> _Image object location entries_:
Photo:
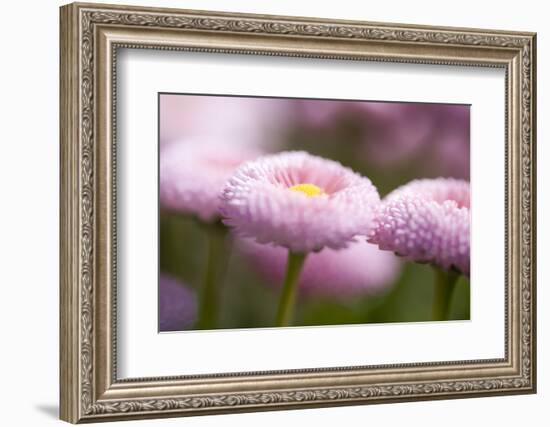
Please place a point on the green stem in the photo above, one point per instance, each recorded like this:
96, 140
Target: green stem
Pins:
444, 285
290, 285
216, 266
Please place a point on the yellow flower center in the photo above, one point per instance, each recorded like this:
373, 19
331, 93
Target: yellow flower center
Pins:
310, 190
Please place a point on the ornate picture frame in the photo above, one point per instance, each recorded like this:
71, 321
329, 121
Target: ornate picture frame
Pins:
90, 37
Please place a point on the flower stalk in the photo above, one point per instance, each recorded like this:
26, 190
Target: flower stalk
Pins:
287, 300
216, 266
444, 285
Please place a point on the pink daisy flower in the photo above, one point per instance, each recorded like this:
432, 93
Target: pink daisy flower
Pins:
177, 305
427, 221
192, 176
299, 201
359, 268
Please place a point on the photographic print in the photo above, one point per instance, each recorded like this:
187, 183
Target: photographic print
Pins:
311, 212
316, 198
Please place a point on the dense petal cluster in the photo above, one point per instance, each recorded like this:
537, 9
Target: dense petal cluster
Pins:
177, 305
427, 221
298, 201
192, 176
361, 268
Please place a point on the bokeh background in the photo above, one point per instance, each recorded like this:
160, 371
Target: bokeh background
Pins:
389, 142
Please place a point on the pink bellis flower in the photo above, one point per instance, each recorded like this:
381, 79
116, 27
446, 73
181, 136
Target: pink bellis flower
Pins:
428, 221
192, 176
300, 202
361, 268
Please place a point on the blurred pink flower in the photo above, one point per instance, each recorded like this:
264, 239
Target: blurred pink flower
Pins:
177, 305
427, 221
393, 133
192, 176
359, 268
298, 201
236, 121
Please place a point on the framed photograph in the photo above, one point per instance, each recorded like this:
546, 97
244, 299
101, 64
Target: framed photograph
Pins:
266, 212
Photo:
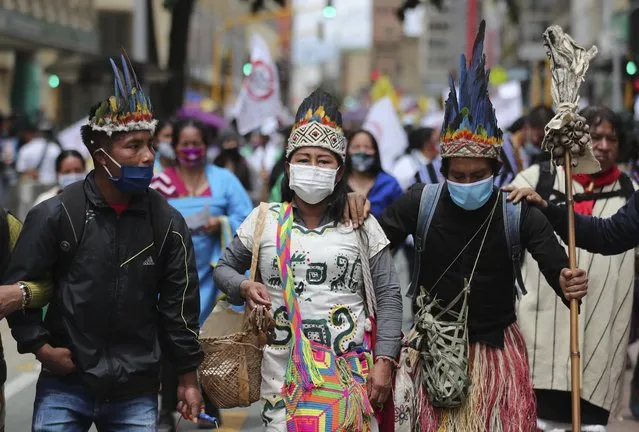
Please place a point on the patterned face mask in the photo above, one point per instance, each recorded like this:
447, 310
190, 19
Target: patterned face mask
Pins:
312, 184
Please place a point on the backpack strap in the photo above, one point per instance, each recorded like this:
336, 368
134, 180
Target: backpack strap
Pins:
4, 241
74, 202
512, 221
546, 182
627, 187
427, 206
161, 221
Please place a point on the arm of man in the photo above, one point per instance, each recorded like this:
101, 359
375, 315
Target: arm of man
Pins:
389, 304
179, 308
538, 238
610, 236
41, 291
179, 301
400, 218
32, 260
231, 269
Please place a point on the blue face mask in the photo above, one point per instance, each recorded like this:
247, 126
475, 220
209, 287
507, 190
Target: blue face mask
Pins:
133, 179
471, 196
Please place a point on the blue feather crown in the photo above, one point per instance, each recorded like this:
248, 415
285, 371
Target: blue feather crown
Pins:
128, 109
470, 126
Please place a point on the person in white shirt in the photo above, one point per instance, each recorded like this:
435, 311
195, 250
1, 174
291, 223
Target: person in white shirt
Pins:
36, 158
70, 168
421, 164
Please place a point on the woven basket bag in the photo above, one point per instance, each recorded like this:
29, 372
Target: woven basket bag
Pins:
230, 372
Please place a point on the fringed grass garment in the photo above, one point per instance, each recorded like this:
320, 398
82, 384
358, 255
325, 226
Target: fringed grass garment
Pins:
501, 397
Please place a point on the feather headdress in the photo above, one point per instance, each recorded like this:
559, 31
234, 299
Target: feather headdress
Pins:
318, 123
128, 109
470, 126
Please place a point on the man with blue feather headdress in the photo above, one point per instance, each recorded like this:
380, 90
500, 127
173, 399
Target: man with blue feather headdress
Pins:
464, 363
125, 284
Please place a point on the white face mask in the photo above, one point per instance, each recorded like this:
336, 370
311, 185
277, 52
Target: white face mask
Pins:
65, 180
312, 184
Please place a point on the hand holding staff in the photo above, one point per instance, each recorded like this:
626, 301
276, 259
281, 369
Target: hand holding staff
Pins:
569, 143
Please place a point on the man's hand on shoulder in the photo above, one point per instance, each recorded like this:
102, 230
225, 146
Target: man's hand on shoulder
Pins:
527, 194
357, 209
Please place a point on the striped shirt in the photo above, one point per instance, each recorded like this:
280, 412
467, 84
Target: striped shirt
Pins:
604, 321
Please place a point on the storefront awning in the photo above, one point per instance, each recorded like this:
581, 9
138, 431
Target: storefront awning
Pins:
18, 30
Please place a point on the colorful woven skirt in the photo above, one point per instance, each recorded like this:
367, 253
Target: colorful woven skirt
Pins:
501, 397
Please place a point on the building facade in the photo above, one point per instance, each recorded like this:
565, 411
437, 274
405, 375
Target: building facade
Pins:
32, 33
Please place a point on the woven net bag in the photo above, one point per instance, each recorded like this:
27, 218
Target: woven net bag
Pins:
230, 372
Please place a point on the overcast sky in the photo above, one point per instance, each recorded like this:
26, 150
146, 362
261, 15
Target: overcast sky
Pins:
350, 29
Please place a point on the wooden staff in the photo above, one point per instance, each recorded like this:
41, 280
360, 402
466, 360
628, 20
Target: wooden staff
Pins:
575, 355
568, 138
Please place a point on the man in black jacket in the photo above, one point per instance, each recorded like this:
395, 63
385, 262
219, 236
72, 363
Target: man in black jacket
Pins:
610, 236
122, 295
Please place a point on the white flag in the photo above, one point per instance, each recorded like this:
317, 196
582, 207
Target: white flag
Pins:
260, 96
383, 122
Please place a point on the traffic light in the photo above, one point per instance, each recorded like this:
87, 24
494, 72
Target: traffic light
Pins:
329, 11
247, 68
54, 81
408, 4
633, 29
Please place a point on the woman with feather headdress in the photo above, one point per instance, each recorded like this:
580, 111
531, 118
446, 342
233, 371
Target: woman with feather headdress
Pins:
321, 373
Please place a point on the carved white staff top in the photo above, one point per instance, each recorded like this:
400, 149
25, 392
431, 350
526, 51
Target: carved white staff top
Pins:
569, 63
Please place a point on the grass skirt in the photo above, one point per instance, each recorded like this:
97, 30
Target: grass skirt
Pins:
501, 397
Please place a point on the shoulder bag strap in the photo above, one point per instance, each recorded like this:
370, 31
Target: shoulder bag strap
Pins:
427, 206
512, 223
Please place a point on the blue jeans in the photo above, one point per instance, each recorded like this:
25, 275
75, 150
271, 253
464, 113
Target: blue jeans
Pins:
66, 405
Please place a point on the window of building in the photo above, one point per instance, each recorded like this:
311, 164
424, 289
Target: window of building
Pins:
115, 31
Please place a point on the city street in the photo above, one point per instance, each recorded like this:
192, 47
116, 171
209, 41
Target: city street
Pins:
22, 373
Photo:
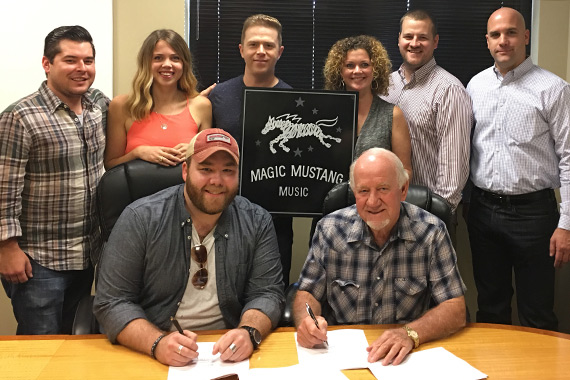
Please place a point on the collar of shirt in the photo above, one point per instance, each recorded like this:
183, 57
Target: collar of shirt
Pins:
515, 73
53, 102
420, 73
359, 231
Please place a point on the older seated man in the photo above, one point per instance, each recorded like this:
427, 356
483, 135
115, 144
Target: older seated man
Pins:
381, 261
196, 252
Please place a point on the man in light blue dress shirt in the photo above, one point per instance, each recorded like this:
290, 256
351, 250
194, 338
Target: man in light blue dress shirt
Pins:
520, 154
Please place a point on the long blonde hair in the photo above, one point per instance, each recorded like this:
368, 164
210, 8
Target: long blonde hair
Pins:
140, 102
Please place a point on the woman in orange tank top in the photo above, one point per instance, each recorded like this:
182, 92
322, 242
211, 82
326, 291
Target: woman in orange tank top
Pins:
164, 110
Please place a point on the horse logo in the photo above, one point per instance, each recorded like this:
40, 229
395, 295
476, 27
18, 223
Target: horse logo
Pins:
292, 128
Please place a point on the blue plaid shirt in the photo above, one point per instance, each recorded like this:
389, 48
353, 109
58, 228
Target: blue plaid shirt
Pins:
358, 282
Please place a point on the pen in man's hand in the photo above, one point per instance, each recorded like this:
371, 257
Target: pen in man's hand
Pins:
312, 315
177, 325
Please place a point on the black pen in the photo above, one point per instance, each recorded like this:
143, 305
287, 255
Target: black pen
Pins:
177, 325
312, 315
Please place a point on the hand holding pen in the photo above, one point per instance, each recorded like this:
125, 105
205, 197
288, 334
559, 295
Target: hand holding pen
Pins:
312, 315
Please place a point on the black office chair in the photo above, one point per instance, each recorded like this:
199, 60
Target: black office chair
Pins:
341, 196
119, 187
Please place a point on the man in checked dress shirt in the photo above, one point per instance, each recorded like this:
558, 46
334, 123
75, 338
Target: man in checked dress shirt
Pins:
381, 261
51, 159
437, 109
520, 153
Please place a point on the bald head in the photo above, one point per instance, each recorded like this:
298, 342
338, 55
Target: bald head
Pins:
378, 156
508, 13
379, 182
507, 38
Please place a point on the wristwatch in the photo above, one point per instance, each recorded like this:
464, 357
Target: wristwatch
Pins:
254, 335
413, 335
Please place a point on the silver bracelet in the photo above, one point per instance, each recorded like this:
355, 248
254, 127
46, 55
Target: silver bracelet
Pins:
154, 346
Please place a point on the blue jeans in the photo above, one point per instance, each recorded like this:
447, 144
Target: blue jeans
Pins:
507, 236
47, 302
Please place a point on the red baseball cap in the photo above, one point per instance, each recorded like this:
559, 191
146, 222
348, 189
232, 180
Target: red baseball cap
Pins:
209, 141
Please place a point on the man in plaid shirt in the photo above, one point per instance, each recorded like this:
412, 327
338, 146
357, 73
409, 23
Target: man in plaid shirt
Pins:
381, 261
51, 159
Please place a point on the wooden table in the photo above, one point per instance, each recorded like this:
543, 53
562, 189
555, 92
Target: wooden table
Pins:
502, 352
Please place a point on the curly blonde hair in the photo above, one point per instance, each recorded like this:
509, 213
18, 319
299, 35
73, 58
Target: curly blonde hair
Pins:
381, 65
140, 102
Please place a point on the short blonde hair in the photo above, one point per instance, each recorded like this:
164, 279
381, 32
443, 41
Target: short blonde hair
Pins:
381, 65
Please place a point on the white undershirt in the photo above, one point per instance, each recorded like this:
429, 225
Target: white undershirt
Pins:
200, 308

> _What the exercise asks_:
Return only the lines running from the line with "Please place a point on the wooden table" to the last line of the records, both included, exactly as written.

> _Response to this exercise_:
Please place a point on the wooden table in the photo above, one point per instance, each recorded like this:
543, 53
562, 189
555, 92
Target: wooden table
Pins:
502, 352
Please place a point on the curly blonde hair in the photo above, one point per instance, each recorded like this:
509, 213
18, 319
299, 35
73, 58
Target: curly blonde hair
Pins:
381, 65
140, 102
Please place a point on the short blonde hair in the photo above, one point per instance, each recorded like this:
164, 279
381, 32
443, 41
Target: short blonde hair
Pins:
381, 65
Please place a point on the white undershirt in the photo above, one point per instance, each recorded like this:
429, 225
Target: white undershirt
Pins:
200, 308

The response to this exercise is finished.